● Exercise brief
Turn the listing below into a numbered list, omitting any blank lines.

** Start of Record set **

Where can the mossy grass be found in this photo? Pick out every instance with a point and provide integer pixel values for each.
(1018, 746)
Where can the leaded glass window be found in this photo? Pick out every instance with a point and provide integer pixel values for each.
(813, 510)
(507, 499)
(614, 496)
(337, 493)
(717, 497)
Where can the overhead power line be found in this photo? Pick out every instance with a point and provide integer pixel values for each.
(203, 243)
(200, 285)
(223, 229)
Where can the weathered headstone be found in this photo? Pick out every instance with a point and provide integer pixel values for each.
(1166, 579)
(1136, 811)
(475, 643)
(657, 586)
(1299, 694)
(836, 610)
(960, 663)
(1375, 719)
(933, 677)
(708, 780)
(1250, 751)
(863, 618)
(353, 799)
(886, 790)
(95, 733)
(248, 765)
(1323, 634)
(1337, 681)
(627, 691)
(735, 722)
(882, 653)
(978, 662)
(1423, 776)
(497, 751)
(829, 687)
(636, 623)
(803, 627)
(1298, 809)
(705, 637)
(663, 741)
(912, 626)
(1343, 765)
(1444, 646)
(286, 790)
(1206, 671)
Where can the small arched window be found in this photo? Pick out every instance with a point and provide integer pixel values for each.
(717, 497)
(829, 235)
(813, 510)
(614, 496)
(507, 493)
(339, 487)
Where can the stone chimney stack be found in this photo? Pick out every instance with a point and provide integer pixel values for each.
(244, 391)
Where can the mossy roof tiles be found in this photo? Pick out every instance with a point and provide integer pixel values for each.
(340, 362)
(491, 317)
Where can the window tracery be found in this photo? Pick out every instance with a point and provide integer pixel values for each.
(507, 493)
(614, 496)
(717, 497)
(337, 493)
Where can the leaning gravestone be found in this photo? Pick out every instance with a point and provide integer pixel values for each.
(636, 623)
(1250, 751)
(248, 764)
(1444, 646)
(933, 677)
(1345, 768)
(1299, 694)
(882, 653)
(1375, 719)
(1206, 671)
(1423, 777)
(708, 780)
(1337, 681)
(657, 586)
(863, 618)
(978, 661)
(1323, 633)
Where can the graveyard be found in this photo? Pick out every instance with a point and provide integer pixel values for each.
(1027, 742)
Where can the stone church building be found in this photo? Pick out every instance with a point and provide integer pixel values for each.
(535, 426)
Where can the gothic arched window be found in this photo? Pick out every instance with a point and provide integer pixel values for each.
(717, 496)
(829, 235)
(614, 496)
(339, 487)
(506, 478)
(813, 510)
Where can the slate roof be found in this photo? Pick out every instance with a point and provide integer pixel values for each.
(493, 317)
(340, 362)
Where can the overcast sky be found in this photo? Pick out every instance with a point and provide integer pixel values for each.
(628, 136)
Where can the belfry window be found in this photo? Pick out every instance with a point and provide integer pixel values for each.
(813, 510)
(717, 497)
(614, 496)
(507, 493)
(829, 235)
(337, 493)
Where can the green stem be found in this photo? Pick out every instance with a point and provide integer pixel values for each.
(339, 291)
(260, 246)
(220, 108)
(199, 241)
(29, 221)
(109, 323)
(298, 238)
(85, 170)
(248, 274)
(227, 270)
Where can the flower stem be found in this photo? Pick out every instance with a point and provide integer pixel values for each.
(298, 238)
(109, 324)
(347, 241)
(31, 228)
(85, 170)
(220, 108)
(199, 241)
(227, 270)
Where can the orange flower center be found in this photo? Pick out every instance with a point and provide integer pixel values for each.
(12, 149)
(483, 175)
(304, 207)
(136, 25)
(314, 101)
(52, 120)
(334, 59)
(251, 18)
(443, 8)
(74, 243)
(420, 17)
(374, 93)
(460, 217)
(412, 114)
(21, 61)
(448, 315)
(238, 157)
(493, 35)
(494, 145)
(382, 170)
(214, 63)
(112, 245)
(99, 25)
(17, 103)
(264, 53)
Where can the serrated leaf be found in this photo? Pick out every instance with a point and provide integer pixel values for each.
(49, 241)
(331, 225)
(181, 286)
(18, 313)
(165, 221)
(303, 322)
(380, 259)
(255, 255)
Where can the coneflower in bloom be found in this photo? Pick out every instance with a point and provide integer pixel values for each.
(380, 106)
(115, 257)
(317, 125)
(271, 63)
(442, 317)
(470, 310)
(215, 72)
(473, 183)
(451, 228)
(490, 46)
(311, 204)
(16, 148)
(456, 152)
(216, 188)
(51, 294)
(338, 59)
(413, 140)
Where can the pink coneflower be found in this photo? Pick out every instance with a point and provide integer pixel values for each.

** End of Record set **

● The completed task
1. Where can the mossy grass be found in this photo? Pick out every instance with a point and provide integer pixel values for each.
2. (1018, 746)
3. Where can the leaded glass window be found in this photo? Pick out every instance with a point and provide integer pixel values for each.
4. (813, 510)
5. (507, 499)
6. (614, 496)
7. (337, 493)
8. (717, 497)
9. Where can the overhead power line be found in this photo? Pick out every instance with a point and provide integer pixel values for each.
10. (203, 243)
11. (200, 285)
12. (223, 229)
13. Where can the weathered headstone be found in this photo? Pick out every instance with a point and provide integer pixel values for each.
14. (1166, 579)
15. (1136, 811)
16. (475, 643)
17. (657, 586)
18. (1299, 694)
19. (836, 610)
20. (960, 663)
21. (1375, 719)
22. (933, 677)
23. (708, 780)
24. (1250, 751)
25. (863, 618)
26. (353, 799)
27. (886, 790)
28. (95, 733)
29. (248, 765)
30. (1323, 634)
31. (1337, 681)
32. (627, 691)
33. (735, 722)
34. (882, 653)
35. (978, 662)
36. (1423, 776)
37. (497, 751)
38. (829, 687)
39. (636, 623)
40. (803, 627)
41. (1298, 809)
42. (705, 637)
43. (663, 741)
44. (912, 626)
45. (1343, 765)
46. (1444, 646)
47. (286, 790)
48. (1206, 671)
49. Where can the small arched window be found in this photo? Pick out every instance with a point and provide integer pixel values for each.
50. (717, 497)
51. (829, 235)
52. (813, 510)
53. (614, 496)
54. (507, 493)
55. (339, 487)
56. Where can the stone chimney stack be found in this photo? Pick out every instance with a point and provide integer pixel values for each.
57. (244, 391)
58. Where can the mossy roof tiles be found in this photo? Pick out every instance with a point and provide integer pixel values for each.
59. (340, 362)
60. (491, 317)
61. Where can the window tracery be found in this photo? Pick out every instance with a point and provide integer pixel values for each.
62. (507, 493)
63. (614, 496)
64. (717, 497)
65. (337, 493)
66. Where can the leaning gravestone be found in this photo? Pick out every instance with a point and provide integer pixel values for each.
67. (636, 623)
68. (1250, 751)
69. (248, 764)
70. (1444, 646)
71. (933, 677)
72. (1345, 768)
73. (1299, 694)
74. (882, 653)
75. (1375, 719)
76. (1206, 671)
77. (1423, 777)
78. (708, 780)
79. (1337, 681)
80. (657, 586)
81. (863, 618)
82. (978, 661)
83. (1323, 633)
84. Where can the graveyard be found in this photo? Pick out every instance with a point and provide integer pixel values for each.
85. (1027, 742)
86. Where can the stone church building be found in this photo? Pick out every instance with a point and provide integer pixel values for each.
87. (535, 426)
88. Where can the gothic arched window be found in this photo? Pick out every instance with a point and provide integer pixel values for each.
89. (717, 496)
90. (829, 235)
91. (614, 496)
92. (339, 487)
93. (506, 478)
94. (813, 510)
95. Where can the slate roof be found in this photo? Pick out every instance with a point and provide integer pixel values for each.
96. (493, 317)
97. (340, 362)
98. Where can the overcast sky be found in this photo? Pick out every instance with a point and provide integer pixel values for each.
99. (628, 136)
100. Where can the belfry window be found in this photo? Pick out every instance with a point and provide integer pixel values for each.
101. (813, 510)
102. (717, 497)
103. (614, 496)
104. (507, 493)
105. (829, 235)
106. (337, 493)
107. Where can the green stem be found in this photo? Pick out every instance with a point and provide integer pixel values for each.
108. (339, 291)
109. (260, 246)
110. (220, 108)
111. (199, 241)
112. (29, 221)
113. (109, 323)
114. (298, 238)
115. (85, 170)
116. (248, 274)
117. (227, 270)
118. Where can the flower stem be found in this photo? Pick out every instance with a point and provide integer pixel values for each.
119. (298, 238)
120. (109, 324)
121. (347, 241)
122. (31, 228)
123. (85, 170)
124. (220, 108)
125. (199, 241)
126. (227, 270)
127. Where can the orange flower center be found in this photo? Pick out every instance with a point and provide integer pixel values for each.
128. (12, 149)
129. (483, 175)
130. (304, 207)
131. (136, 25)
132. (314, 101)
133. (52, 120)
134. (334, 59)
135. (251, 18)
136. (443, 8)
137. (74, 243)
138. (420, 17)
139. (374, 93)
140. (460, 217)
141. (412, 114)
142. (21, 61)
143. (448, 315)
144. (238, 157)
145. (493, 35)
146. (494, 145)
147. (382, 170)
148. (214, 63)
149. (112, 245)
150. (99, 25)
151. (17, 103)
152. (264, 53)
153. Where can the serrated leaf be found in this photo? Pick out every instance with a point and provide integer pixel values for each.
154. (49, 241)
155. (331, 225)
156. (181, 286)
157. (18, 313)
158. (165, 221)
159. (303, 322)
160. (380, 259)
161. (255, 255)
162. Where can the coneflower in bloom be found in this photo? Pick out every instance with a point and provide integer pixel values for each.
163. (380, 106)
164. (115, 257)
165. (317, 125)
166. (271, 63)
167. (442, 317)
168. (470, 310)
169. (215, 72)
170. (473, 183)
171. (451, 228)
172. (490, 46)
173. (311, 204)
174. (16, 148)
175. (456, 152)
176. (216, 188)
177. (51, 294)
178. (338, 59)
179. (413, 140)
180. Where can the pink coneflower be found in this photo? Pick out every instance with a point and provide integer pixel values for each.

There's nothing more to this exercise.